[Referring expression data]
[Start of Attachment]

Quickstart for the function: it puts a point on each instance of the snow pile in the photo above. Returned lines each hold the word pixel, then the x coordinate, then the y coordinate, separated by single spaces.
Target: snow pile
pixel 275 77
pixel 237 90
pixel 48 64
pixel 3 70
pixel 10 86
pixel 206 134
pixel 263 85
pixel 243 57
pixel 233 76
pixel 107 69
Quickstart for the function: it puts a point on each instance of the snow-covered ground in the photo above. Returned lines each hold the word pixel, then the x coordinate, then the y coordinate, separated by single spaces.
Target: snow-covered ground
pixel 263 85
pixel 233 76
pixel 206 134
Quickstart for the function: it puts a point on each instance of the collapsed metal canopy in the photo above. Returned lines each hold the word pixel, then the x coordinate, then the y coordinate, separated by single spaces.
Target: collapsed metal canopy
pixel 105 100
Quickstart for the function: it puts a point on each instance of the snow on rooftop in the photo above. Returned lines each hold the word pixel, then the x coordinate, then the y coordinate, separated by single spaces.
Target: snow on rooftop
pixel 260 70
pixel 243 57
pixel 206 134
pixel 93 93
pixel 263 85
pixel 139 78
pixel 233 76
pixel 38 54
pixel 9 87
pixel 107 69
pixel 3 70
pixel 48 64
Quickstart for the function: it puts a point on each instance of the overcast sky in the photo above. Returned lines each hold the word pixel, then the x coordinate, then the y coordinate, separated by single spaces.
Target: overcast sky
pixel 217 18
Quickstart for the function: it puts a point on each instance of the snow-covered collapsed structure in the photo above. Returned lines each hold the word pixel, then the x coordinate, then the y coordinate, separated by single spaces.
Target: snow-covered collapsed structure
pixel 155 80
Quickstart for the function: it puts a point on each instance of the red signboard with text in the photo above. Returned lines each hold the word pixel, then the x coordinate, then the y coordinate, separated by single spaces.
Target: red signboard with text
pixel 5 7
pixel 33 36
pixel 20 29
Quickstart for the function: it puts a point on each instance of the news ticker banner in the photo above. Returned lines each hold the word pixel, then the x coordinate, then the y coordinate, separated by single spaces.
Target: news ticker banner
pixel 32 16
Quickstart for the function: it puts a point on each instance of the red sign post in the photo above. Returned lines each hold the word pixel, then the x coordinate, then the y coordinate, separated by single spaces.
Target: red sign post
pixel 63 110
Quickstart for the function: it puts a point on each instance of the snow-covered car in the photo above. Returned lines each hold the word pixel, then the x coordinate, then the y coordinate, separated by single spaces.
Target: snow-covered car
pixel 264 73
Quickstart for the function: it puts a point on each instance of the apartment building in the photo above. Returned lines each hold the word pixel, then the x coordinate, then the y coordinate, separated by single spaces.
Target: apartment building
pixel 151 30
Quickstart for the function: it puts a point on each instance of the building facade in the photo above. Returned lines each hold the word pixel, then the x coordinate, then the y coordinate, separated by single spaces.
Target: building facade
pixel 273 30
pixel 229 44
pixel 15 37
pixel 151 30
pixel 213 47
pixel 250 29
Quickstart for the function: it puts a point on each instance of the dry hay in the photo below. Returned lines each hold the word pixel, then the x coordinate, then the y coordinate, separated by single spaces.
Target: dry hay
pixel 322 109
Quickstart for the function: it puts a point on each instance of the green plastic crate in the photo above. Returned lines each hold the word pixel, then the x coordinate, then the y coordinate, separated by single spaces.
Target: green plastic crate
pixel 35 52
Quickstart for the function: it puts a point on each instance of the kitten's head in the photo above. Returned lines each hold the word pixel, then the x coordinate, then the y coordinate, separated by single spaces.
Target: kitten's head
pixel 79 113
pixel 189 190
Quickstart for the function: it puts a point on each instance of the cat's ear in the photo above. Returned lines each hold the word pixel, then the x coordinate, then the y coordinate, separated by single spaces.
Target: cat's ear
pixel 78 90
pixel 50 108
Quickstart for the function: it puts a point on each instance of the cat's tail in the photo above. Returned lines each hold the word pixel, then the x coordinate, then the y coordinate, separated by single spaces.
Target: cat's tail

[End of Attachment]

## Task description
Looking back over the data above, restate word for word the lines that begin at the line with "Target: red signboard with text" and end at the line with "of the news", inclusive.

## Solution below
Target: red signboard with text
pixel 5 7
pixel 33 36
pixel 20 29
Quickstart for the function: it puts a point on each instance of the news ticker banner in the photo above. Returned lines each hold the word pixel, then the x coordinate, then the y coordinate, separated by single spaces.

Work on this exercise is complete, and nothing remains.